Excerpts of bounding box data:
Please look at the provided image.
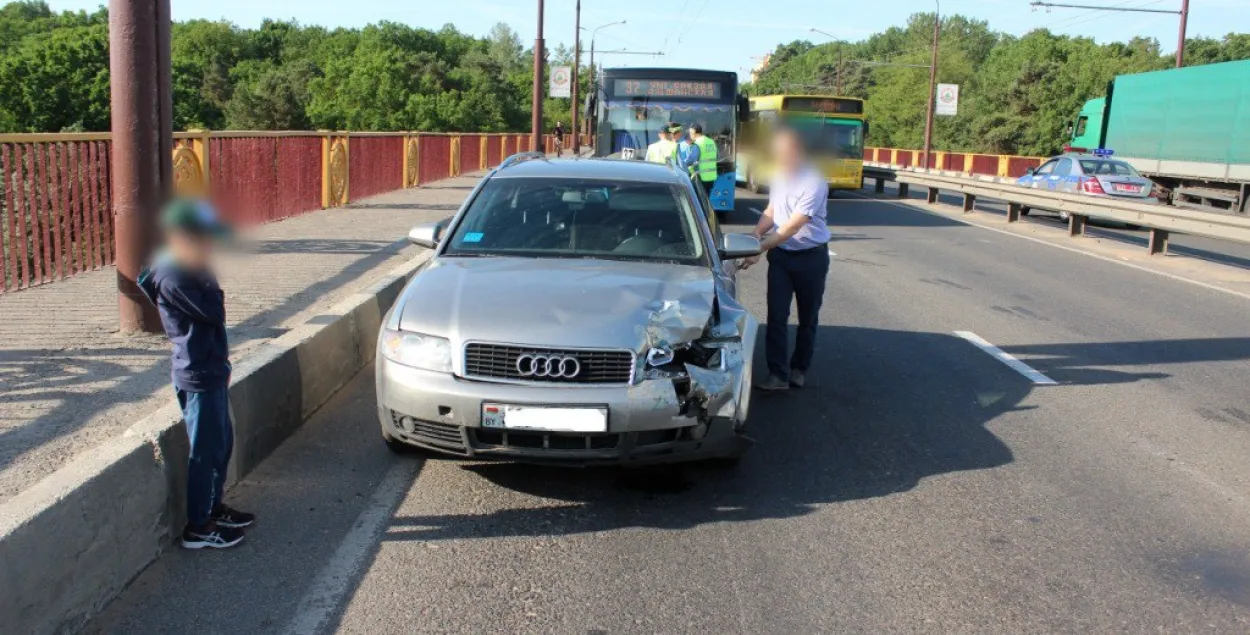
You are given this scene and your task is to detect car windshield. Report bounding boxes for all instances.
[1081,159,1141,176]
[785,115,864,159]
[444,178,704,264]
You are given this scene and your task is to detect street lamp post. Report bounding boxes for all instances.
[579,20,625,98]
[570,0,581,156]
[925,0,941,168]
[530,0,544,151]
[810,29,843,95]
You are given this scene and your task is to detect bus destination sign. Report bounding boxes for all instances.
[783,98,864,115]
[613,79,720,99]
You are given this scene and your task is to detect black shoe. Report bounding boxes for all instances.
[213,504,256,529]
[790,369,808,388]
[755,375,790,393]
[183,521,243,549]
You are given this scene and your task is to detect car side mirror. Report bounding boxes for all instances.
[716,234,760,260]
[408,221,444,249]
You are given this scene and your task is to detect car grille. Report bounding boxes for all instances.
[465,343,634,384]
[391,410,469,454]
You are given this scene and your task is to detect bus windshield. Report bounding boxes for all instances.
[785,115,864,159]
[599,99,736,161]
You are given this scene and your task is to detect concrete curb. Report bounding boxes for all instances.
[0,254,428,634]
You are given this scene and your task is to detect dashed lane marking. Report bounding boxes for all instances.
[955,331,1059,386]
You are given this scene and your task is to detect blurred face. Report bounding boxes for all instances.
[773,130,804,171]
[166,231,215,270]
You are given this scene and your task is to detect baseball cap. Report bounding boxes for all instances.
[161,199,234,239]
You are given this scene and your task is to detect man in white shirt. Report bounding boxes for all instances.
[744,129,829,390]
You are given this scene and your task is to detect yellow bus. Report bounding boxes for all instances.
[738,95,868,193]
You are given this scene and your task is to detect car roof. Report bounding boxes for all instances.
[493,156,686,185]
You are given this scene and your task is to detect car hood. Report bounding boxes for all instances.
[399,258,716,353]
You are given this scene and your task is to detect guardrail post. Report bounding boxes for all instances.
[321,130,351,209]
[1149,228,1169,256]
[1008,203,1020,223]
[404,135,421,188]
[1068,214,1089,238]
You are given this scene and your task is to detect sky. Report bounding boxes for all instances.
[48,0,1250,79]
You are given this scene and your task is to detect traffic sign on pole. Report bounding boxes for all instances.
[548,66,573,98]
[936,84,959,116]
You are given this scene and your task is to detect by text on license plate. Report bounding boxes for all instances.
[481,404,608,433]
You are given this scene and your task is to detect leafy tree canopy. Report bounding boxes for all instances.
[744,14,1250,156]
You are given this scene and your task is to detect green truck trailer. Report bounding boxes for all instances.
[1069,60,1250,214]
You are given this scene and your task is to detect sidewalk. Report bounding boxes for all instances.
[0,176,476,503]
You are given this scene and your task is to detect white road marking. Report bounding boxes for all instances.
[848,193,1250,300]
[283,459,421,635]
[955,331,1059,386]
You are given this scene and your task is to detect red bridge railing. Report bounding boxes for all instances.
[0,131,571,294]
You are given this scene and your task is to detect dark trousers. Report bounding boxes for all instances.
[178,386,234,528]
[764,245,829,379]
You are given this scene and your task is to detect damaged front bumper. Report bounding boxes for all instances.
[376,360,751,465]
[376,277,759,465]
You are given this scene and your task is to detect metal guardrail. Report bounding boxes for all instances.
[864,164,1250,255]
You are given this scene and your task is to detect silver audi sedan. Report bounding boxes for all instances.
[376,154,760,465]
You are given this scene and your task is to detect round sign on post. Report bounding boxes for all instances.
[548,66,573,98]
[936,84,959,116]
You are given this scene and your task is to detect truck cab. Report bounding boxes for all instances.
[1068,98,1106,148]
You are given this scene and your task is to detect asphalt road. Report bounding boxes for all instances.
[89,186,1250,634]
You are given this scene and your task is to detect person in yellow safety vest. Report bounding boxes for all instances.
[646,129,678,164]
[690,124,716,196]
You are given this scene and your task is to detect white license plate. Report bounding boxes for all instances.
[481,404,608,433]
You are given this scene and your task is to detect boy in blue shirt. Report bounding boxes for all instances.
[139,200,256,549]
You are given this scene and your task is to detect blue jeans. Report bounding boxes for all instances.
[176,386,234,528]
[764,245,829,379]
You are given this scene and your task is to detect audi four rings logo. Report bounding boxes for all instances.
[516,353,581,379]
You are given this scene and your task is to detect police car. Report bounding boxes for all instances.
[1016,148,1163,220]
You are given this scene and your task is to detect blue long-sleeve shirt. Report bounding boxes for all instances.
[139,259,230,393]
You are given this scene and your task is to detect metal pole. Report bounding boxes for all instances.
[109,0,171,335]
[835,44,843,95]
[530,0,545,153]
[570,0,581,156]
[1176,0,1189,69]
[925,6,941,168]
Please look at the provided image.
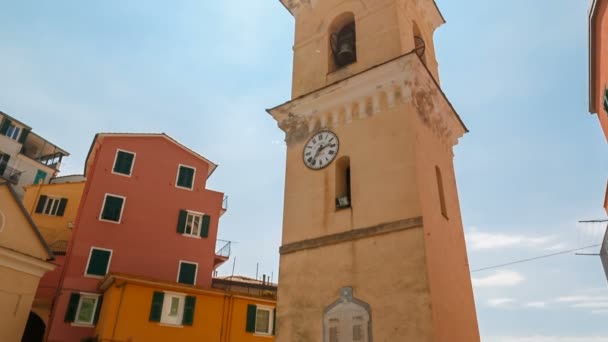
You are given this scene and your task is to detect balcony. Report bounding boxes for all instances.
[0,163,23,184]
[211,276,277,300]
[220,195,228,216]
[213,240,232,269]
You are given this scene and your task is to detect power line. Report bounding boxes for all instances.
[471,244,601,273]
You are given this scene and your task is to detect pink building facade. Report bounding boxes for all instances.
[47,134,225,341]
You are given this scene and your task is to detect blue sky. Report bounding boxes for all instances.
[0,0,608,342]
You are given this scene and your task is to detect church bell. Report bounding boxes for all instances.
[331,23,357,67]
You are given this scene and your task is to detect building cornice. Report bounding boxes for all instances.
[268,52,467,146]
[0,247,57,278]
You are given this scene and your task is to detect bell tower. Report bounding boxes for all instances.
[268,0,479,342]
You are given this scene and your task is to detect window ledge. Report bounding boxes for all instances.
[99,217,120,224]
[253,333,274,338]
[70,322,95,328]
[158,322,184,328]
[112,170,133,178]
[182,233,202,240]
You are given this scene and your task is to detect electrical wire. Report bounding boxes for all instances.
[471,244,602,273]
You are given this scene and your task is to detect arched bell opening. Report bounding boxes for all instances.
[328,12,357,73]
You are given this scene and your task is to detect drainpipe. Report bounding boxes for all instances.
[112,282,127,341]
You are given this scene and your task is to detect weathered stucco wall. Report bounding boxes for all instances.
[0,266,40,342]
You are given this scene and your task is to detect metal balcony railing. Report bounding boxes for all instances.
[215,240,232,258]
[222,195,228,211]
[0,163,23,184]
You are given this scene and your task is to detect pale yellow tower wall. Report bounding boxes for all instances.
[416,113,479,341]
[277,228,434,342]
[292,0,442,98]
[282,105,422,245]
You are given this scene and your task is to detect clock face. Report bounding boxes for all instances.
[304,131,340,170]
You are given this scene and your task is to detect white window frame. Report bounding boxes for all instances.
[0,210,6,233]
[254,304,275,336]
[112,148,137,177]
[182,210,205,239]
[41,196,61,216]
[84,246,114,279]
[99,192,127,224]
[160,291,186,327]
[6,123,23,141]
[175,260,198,285]
[72,292,101,327]
[175,164,196,191]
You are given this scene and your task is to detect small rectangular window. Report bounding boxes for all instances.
[255,307,272,334]
[177,261,198,285]
[73,293,101,325]
[149,291,196,326]
[85,247,112,277]
[99,194,125,223]
[435,166,448,219]
[176,165,196,190]
[112,149,135,176]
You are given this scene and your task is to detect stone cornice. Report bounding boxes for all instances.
[0,247,57,278]
[280,0,317,17]
[279,216,422,255]
[268,53,467,147]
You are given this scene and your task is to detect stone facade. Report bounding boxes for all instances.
[268,0,479,342]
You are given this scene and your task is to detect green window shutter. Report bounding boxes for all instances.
[36,195,48,214]
[177,166,194,188]
[114,151,135,175]
[245,304,258,333]
[34,170,46,184]
[272,308,277,335]
[63,293,80,322]
[93,296,103,324]
[149,291,165,322]
[57,198,68,216]
[19,128,30,144]
[182,296,196,325]
[201,215,211,237]
[101,196,124,222]
[177,262,196,285]
[0,118,12,135]
[177,210,188,234]
[87,248,112,277]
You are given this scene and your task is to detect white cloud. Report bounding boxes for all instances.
[524,301,547,309]
[488,298,515,308]
[466,228,555,250]
[472,271,525,288]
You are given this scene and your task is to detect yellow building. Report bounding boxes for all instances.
[23,176,84,333]
[23,176,85,253]
[0,183,55,342]
[95,274,276,342]
[268,0,479,342]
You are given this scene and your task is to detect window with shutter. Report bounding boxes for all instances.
[112,149,135,176]
[175,164,196,190]
[177,261,198,285]
[36,195,48,214]
[149,291,165,322]
[64,292,101,325]
[99,194,126,223]
[85,247,112,277]
[182,296,196,325]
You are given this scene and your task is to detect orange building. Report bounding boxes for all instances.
[589,0,608,213]
[95,274,276,342]
[23,176,85,329]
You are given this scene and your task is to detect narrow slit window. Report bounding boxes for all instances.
[336,157,352,209]
[435,166,449,219]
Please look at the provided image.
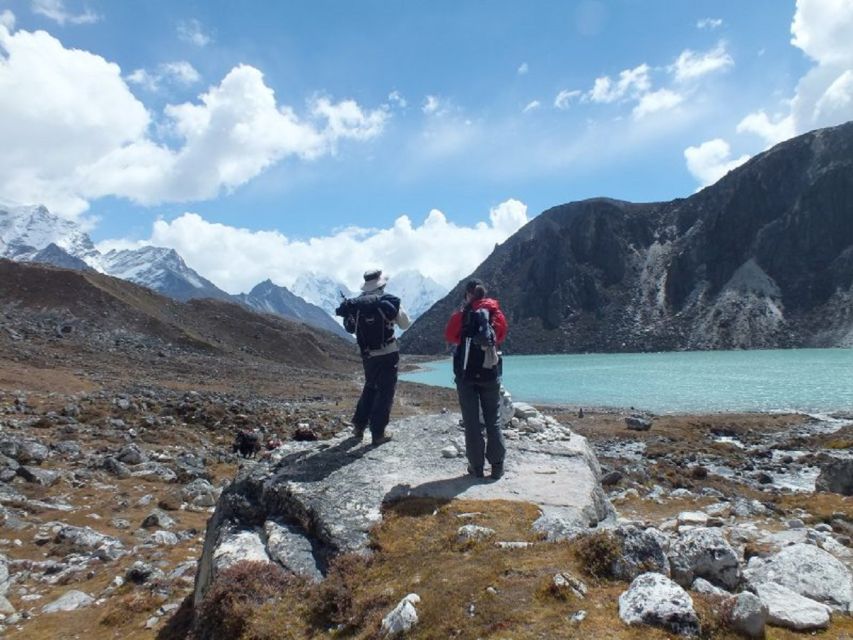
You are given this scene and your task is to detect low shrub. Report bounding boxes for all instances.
[574,531,622,578]
[191,561,294,640]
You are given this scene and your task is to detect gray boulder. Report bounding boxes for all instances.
[619,573,699,636]
[41,590,95,613]
[755,582,832,631]
[611,525,670,582]
[815,458,853,496]
[744,543,853,613]
[726,591,768,638]
[669,528,740,591]
[195,413,613,603]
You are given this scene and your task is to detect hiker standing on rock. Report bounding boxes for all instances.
[444,279,507,480]
[335,269,411,446]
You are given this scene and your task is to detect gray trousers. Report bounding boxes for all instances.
[456,378,506,469]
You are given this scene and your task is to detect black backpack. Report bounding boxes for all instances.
[335,293,400,353]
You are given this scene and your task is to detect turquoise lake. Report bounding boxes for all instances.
[400,349,853,413]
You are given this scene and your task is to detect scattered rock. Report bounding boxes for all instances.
[619,573,699,636]
[755,582,832,631]
[382,593,421,638]
[41,590,95,613]
[724,591,768,638]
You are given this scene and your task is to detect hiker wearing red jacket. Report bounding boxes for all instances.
[444,279,507,480]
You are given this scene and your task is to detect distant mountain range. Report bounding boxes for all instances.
[402,122,853,354]
[0,206,445,339]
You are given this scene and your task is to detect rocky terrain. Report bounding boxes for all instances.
[402,123,853,354]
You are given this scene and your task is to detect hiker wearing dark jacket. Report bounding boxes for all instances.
[444,280,507,480]
[337,269,411,446]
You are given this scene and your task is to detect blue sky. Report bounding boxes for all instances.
[0,0,853,289]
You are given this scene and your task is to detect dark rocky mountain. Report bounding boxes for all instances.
[234,280,352,340]
[401,122,853,353]
[0,258,357,371]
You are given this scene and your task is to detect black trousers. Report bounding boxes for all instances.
[352,351,400,438]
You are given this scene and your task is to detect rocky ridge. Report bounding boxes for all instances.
[401,123,853,354]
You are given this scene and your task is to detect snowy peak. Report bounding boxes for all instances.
[387,269,447,320]
[0,205,98,262]
[291,273,355,317]
[100,246,230,301]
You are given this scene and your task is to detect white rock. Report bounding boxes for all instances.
[213,531,270,571]
[41,590,95,613]
[754,582,831,631]
[456,524,495,542]
[670,529,740,589]
[619,573,699,636]
[744,544,853,613]
[382,593,421,637]
[728,591,768,638]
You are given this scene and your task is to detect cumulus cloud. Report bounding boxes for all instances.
[554,89,583,109]
[684,138,749,187]
[178,19,213,47]
[737,111,795,146]
[0,26,388,215]
[0,9,15,31]
[632,89,684,120]
[99,199,528,293]
[696,18,723,31]
[127,60,201,91]
[521,100,542,113]
[738,0,853,144]
[585,63,652,103]
[388,91,409,109]
[32,0,101,25]
[669,42,735,82]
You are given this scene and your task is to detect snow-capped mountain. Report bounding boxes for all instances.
[100,247,231,302]
[290,273,356,318]
[235,280,351,338]
[0,206,349,336]
[0,205,99,267]
[386,269,447,320]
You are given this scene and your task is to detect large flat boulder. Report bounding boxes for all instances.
[195,414,613,603]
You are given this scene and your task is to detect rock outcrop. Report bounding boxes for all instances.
[195,414,613,603]
[401,117,853,354]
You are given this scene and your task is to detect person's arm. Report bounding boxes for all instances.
[394,305,412,331]
[492,309,508,344]
[444,311,462,344]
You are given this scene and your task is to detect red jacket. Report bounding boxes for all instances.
[444,298,507,344]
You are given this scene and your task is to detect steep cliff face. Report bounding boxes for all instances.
[402,123,853,353]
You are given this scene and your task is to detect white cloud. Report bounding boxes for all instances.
[32,0,101,25]
[554,89,583,109]
[388,91,409,109]
[178,19,213,47]
[421,95,446,116]
[0,26,388,215]
[696,18,723,31]
[521,100,542,113]
[99,199,528,293]
[126,60,201,91]
[737,111,795,146]
[632,89,684,120]
[584,63,652,103]
[738,0,853,144]
[684,138,749,187]
[669,42,735,82]
[0,9,15,31]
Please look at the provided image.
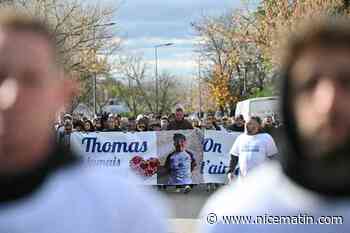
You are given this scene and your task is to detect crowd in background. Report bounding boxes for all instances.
[55,107,281,155]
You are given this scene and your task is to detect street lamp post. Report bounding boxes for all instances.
[93,22,116,116]
[198,56,202,119]
[154,43,174,113]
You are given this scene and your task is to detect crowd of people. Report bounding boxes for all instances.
[55,107,281,141]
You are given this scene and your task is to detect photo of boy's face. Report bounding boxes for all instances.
[174,138,187,152]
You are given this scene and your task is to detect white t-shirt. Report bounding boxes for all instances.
[198,162,350,233]
[0,167,167,233]
[168,151,192,185]
[230,133,278,176]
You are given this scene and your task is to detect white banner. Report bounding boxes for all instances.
[201,130,241,183]
[71,132,159,185]
[70,130,240,185]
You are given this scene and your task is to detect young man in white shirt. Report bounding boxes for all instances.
[228,117,278,180]
[200,18,350,233]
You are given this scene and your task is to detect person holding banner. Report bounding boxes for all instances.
[199,17,350,233]
[164,133,197,193]
[228,116,278,179]
[0,11,168,233]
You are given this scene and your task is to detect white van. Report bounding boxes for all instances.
[235,96,279,120]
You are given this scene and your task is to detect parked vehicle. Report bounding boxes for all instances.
[235,96,279,120]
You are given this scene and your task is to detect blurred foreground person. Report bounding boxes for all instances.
[201,19,350,233]
[0,12,165,233]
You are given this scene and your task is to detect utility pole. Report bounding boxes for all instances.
[198,56,202,119]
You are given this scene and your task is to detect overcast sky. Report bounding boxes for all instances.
[100,0,241,77]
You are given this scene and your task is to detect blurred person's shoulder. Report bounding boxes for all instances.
[198,162,350,233]
[0,162,167,233]
[201,162,281,216]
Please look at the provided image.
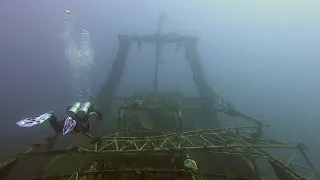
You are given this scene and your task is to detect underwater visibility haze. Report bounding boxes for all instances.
[0,0,320,175]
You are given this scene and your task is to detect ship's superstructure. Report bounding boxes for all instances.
[0,15,319,180]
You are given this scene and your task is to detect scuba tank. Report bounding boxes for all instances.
[77,102,92,118]
[67,102,81,118]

- _EXERCISE DIRECTIONS_:
Retype the stretch of the material from the line containing "overcast sky. Report bounding boxes for all instances." through the line containing "[0,15,319,180]", keeping every line exactly as it appears. Leave the pictures out of your answer.

- _FINISHED ANSWER_:
You are given this scene and your task is to detect overcast sky. Report bounding boxes for all instances.
[100,0,241,77]
You are given this scene and your task is to detect blurred person's shoulder. Report bounding boxes for all instances.
[198,162,350,233]
[0,162,167,233]
[201,162,281,216]
Please look at the provided image.
You are given this scene and your task is to detect underwater visibility haze. Report bounding boxes for all instances.
[0,0,320,175]
You are given this scene and your task is to detect ship's superstructure. Report bounding boxes for all instances.
[0,15,319,180]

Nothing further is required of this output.